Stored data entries
⟨

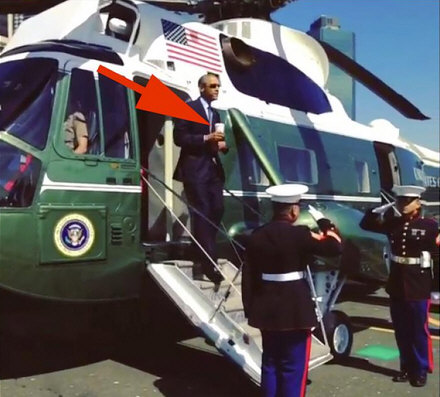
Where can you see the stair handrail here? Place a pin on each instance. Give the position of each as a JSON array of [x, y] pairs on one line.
[[189, 233]]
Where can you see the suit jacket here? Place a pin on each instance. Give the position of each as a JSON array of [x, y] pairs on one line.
[[407, 239], [198, 161], [279, 247]]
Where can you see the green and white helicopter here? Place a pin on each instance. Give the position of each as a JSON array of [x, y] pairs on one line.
[[88, 227]]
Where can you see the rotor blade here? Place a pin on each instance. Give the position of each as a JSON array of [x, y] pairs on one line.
[[372, 82], [26, 6]]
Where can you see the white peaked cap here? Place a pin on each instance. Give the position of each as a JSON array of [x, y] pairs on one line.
[[288, 193], [408, 190]]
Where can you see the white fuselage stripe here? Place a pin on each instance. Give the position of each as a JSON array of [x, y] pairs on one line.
[[241, 193], [48, 184]]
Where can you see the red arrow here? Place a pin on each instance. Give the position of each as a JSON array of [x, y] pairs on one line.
[[156, 97]]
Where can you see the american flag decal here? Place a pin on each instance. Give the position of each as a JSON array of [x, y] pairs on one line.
[[190, 46]]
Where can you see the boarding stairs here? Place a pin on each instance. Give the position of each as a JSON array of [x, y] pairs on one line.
[[219, 314]]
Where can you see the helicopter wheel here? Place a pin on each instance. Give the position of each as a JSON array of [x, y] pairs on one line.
[[339, 334]]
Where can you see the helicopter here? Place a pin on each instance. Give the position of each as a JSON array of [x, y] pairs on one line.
[[91, 221]]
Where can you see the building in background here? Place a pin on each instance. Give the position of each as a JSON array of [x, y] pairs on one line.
[[339, 83]]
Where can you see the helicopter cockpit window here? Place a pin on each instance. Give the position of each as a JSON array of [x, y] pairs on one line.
[[27, 89], [298, 165], [363, 176], [81, 127], [116, 119], [19, 173]]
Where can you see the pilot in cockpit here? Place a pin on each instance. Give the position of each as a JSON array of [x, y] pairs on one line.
[[75, 129]]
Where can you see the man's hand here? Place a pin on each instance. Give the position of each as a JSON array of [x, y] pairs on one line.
[[214, 137], [383, 208], [223, 147], [316, 215]]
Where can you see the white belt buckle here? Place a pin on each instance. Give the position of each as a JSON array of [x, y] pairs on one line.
[[281, 277]]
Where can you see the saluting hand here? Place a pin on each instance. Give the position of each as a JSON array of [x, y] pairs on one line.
[[215, 137]]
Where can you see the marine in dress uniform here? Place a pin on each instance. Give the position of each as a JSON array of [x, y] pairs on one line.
[[412, 240], [200, 169], [276, 294]]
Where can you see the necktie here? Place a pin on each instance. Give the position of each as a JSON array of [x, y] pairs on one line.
[[210, 117]]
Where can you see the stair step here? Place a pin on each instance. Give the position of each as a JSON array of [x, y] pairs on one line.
[[233, 303]]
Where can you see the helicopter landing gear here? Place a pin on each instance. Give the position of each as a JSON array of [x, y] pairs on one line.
[[339, 334]]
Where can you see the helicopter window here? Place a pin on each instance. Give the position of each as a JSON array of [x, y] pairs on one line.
[[27, 89], [363, 177], [257, 175], [19, 173], [81, 127], [411, 168], [298, 165], [117, 135], [286, 85]]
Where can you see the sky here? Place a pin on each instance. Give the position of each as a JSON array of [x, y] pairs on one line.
[[398, 41]]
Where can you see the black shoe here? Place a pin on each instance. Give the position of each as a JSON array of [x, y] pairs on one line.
[[198, 272], [418, 381], [401, 377]]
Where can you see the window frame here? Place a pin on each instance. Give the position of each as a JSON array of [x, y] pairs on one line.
[[132, 121]]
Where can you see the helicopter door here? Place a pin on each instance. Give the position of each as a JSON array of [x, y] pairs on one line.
[[388, 166], [158, 157]]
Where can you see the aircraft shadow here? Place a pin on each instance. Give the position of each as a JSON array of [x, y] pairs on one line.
[[152, 346], [365, 365]]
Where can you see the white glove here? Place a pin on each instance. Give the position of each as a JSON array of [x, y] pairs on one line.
[[383, 208], [316, 215]]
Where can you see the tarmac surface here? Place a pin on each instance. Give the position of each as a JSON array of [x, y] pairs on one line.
[[167, 357]]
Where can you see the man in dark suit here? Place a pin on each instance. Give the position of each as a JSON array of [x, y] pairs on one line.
[[276, 294], [413, 243], [200, 170]]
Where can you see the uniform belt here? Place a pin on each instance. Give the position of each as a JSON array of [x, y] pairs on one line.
[[291, 276], [404, 260]]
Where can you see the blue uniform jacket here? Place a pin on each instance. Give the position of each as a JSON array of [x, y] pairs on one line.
[[407, 238], [280, 247]]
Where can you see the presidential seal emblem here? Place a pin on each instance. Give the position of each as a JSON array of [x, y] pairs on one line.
[[74, 235]]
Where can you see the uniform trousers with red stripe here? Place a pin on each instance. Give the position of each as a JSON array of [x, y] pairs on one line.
[[410, 321], [285, 363]]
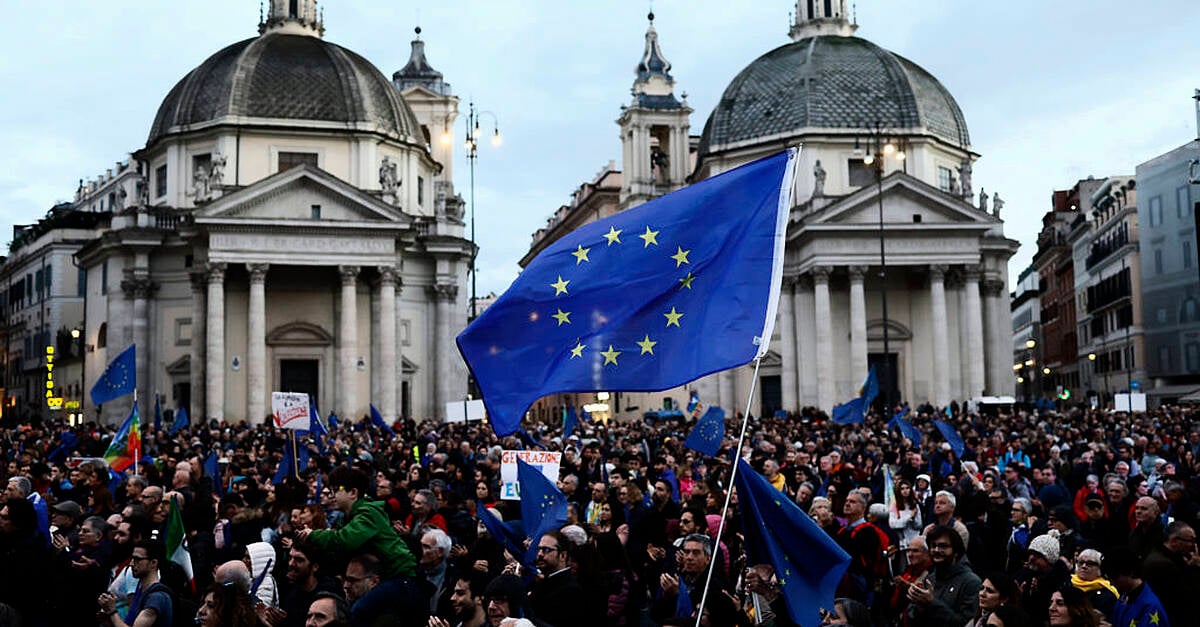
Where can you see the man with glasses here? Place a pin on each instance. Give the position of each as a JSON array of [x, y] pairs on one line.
[[153, 603], [951, 595], [1173, 571]]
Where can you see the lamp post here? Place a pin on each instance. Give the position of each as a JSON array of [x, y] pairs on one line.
[[472, 145], [881, 145]]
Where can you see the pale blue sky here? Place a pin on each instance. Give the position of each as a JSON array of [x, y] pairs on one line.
[[1051, 90]]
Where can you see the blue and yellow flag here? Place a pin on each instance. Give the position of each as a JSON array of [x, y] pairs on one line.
[[118, 380], [648, 299]]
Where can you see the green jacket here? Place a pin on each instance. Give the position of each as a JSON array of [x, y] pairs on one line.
[[367, 530]]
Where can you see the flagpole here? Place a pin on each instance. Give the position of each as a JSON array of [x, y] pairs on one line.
[[729, 491]]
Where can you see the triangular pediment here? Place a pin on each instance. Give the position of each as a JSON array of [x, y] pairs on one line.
[[906, 201], [303, 193]]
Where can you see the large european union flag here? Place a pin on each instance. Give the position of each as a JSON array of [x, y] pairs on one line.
[[119, 378], [648, 299], [808, 562]]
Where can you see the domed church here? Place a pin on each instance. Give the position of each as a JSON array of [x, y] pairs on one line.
[[883, 202], [288, 226]]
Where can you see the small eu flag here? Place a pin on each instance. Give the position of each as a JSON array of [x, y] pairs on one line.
[[119, 378], [706, 436], [647, 299], [808, 562]]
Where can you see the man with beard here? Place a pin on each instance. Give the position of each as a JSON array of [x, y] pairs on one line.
[[951, 595]]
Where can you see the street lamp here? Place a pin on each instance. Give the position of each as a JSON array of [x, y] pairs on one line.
[[880, 145], [472, 144]]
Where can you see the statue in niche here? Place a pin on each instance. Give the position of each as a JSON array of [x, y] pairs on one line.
[[216, 173], [819, 175]]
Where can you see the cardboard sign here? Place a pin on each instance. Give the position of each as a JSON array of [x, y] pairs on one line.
[[547, 461], [291, 410]]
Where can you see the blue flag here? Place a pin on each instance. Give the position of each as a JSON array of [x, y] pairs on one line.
[[543, 505], [377, 419], [706, 437], [952, 436], [119, 378], [181, 421], [808, 562], [570, 421], [855, 410], [647, 299]]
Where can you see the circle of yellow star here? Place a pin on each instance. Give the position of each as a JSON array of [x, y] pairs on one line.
[[681, 256], [559, 286], [649, 237]]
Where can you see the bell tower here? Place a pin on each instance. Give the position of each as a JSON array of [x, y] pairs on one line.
[[655, 151]]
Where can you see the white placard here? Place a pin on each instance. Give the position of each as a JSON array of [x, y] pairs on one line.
[[291, 410], [472, 410], [547, 461]]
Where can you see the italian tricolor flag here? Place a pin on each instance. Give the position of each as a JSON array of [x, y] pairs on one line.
[[177, 543]]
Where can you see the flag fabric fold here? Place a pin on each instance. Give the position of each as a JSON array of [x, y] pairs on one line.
[[706, 437], [856, 410], [126, 446], [118, 380], [808, 562], [647, 299]]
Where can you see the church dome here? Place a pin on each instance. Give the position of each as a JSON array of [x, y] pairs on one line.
[[280, 78], [831, 82]]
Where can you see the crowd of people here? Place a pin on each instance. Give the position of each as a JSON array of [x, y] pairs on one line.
[[1080, 518]]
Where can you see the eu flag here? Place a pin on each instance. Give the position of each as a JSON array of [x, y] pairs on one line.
[[119, 378], [855, 410], [706, 436], [648, 299], [808, 562]]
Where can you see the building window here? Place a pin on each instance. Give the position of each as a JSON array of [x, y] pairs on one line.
[[291, 160], [160, 181], [943, 179], [861, 174]]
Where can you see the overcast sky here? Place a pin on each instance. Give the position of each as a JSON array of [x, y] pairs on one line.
[[1051, 90]]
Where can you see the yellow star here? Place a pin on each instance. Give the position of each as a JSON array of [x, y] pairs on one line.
[[649, 237], [673, 317], [681, 256], [559, 286], [610, 356]]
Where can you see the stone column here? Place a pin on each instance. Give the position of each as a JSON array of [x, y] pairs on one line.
[[805, 339], [787, 346], [196, 365], [999, 348], [256, 345], [444, 296], [348, 344], [823, 316], [941, 335], [385, 344], [857, 323], [215, 365], [975, 368]]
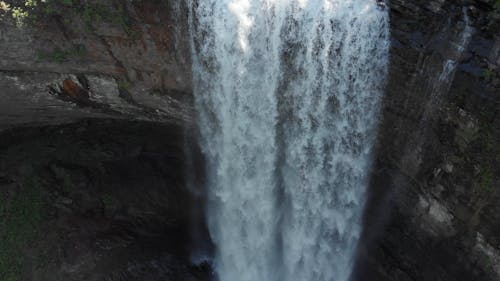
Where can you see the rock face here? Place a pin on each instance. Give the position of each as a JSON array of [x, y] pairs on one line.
[[433, 207], [96, 200], [434, 203]]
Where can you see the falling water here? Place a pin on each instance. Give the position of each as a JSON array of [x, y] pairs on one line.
[[287, 93]]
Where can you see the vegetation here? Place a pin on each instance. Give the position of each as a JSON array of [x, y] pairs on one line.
[[21, 215], [30, 11], [489, 73], [61, 56]]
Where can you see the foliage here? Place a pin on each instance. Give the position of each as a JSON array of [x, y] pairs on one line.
[[60, 56], [489, 73], [29, 11], [21, 215]]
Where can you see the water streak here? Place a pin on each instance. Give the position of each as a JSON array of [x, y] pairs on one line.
[[287, 93]]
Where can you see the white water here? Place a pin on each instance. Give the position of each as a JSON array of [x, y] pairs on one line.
[[288, 94]]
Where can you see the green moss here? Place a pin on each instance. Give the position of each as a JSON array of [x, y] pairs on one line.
[[21, 215]]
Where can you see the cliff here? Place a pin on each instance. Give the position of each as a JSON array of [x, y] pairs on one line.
[[433, 203]]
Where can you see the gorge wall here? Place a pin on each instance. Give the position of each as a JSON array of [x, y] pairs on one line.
[[433, 211]]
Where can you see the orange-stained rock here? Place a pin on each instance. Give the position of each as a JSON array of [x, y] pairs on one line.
[[73, 90]]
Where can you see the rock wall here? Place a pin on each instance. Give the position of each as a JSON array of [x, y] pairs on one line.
[[433, 209]]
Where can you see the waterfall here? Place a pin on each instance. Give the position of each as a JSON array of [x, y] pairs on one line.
[[287, 94]]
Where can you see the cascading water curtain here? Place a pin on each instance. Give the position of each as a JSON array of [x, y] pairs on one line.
[[287, 94]]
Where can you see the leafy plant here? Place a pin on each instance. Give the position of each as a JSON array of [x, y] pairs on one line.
[[489, 73]]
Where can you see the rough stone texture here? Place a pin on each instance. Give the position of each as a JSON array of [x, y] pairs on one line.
[[96, 200], [139, 70], [433, 209]]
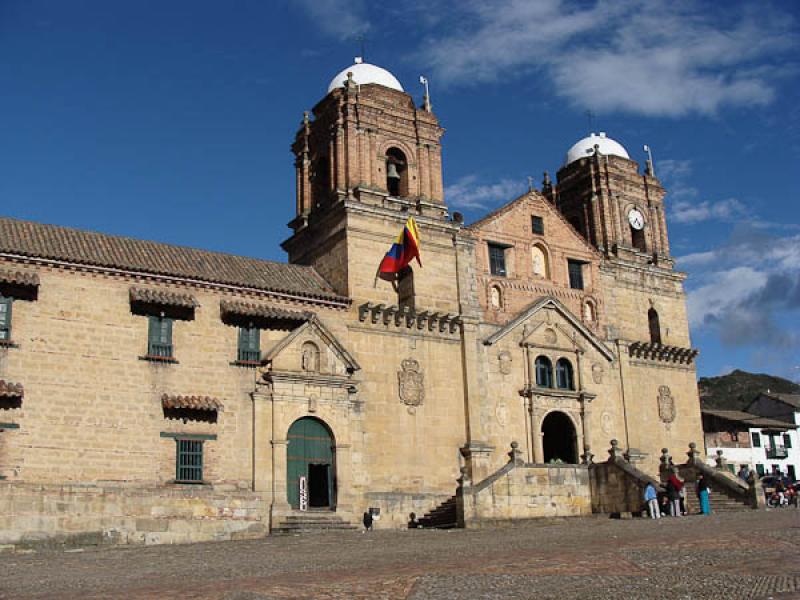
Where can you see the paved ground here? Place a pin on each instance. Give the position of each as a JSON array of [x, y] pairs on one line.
[[731, 556]]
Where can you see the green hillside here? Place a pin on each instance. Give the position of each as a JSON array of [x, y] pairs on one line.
[[737, 389]]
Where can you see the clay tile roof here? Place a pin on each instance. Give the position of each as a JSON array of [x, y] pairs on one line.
[[26, 238], [19, 278], [10, 390], [259, 310], [163, 298], [192, 402]]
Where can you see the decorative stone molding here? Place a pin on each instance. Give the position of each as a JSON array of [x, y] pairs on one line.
[[405, 316], [663, 353]]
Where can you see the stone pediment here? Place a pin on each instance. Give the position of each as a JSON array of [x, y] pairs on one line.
[[311, 349], [547, 323]]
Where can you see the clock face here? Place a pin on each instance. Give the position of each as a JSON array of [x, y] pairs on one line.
[[636, 219]]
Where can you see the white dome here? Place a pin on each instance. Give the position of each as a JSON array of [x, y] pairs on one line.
[[585, 147], [364, 73]]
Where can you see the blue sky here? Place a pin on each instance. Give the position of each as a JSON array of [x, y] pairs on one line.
[[172, 120]]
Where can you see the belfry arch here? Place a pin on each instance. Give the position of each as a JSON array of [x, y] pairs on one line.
[[559, 438]]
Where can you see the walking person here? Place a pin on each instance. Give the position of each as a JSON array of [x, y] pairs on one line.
[[702, 494], [674, 488], [651, 497]]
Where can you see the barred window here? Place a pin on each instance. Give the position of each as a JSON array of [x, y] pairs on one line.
[[189, 461], [249, 344], [159, 337], [5, 318]]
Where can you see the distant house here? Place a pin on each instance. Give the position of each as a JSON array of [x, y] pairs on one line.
[[768, 445]]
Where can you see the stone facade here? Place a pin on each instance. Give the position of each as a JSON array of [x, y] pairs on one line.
[[410, 392]]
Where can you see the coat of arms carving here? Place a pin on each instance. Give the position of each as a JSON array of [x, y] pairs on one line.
[[666, 404], [410, 378]]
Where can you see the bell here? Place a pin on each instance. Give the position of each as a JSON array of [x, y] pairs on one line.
[[391, 171]]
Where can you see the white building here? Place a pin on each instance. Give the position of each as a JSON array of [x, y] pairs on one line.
[[767, 445]]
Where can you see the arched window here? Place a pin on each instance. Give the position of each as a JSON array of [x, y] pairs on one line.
[[564, 379], [544, 372], [589, 314], [655, 327], [495, 297], [310, 357], [396, 173], [638, 239], [539, 261]]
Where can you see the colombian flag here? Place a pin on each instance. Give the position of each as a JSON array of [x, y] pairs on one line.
[[402, 251]]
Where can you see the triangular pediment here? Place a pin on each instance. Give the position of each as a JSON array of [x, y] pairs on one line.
[[563, 330], [296, 352]]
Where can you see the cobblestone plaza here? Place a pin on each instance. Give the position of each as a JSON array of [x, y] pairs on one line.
[[731, 556]]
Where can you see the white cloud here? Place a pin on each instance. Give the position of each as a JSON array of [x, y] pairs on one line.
[[687, 212], [468, 192], [667, 59]]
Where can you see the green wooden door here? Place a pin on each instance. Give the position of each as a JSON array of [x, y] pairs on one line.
[[310, 442]]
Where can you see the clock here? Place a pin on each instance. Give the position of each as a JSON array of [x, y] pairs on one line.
[[636, 219]]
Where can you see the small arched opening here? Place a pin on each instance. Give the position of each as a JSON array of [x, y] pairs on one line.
[[564, 376], [655, 326], [396, 173], [559, 439], [540, 264], [544, 372], [310, 464]]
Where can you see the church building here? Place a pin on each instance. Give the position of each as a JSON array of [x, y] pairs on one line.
[[151, 393]]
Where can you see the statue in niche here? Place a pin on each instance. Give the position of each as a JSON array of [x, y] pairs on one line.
[[411, 383], [504, 358], [666, 404], [310, 358]]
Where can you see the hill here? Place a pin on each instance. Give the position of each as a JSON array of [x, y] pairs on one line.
[[737, 389]]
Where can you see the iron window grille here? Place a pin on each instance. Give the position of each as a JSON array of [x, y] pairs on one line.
[[575, 274], [249, 344], [5, 318], [189, 461], [159, 337], [497, 260]]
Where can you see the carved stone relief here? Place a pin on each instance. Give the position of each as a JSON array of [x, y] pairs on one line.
[[597, 373], [411, 383], [666, 404], [505, 362]]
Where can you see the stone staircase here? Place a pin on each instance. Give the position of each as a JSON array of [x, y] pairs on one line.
[[442, 517], [311, 522]]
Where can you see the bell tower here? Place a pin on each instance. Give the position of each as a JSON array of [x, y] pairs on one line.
[[366, 158]]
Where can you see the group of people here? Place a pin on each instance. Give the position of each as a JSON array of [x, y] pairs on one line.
[[673, 501]]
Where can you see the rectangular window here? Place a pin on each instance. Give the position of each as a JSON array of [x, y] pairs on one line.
[[575, 268], [5, 318], [189, 461], [159, 337], [497, 260], [249, 344]]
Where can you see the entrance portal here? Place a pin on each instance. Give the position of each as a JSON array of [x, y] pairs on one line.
[[559, 440], [310, 454]]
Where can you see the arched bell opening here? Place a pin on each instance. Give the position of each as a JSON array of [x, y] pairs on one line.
[[559, 439], [311, 464], [396, 173]]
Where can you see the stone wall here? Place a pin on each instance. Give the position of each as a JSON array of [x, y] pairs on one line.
[[527, 492], [36, 515]]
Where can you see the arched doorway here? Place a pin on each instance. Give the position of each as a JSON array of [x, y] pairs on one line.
[[559, 440], [310, 454]]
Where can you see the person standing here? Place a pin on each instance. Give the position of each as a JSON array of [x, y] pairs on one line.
[[651, 498], [702, 494], [674, 488]]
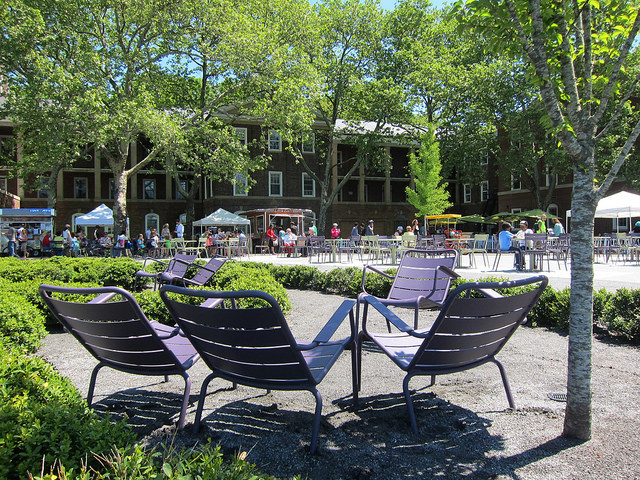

⟩

• Written task: Copy out, unchanged, the rows above from the line containing "Where can you see the helicopter here?" up to and including the line containing "[[339, 83]]".

• Task solution:
Where can you see the helicopter here? Place a pin on each instance. Give the position of each as a JSON array of [x, y] pairs on one line.
[[91, 221]]
Where can you see the building in background here? Place a pin on each instance. Give the position of each as a JSON array of [x, y] pairs on one line.
[[339, 83]]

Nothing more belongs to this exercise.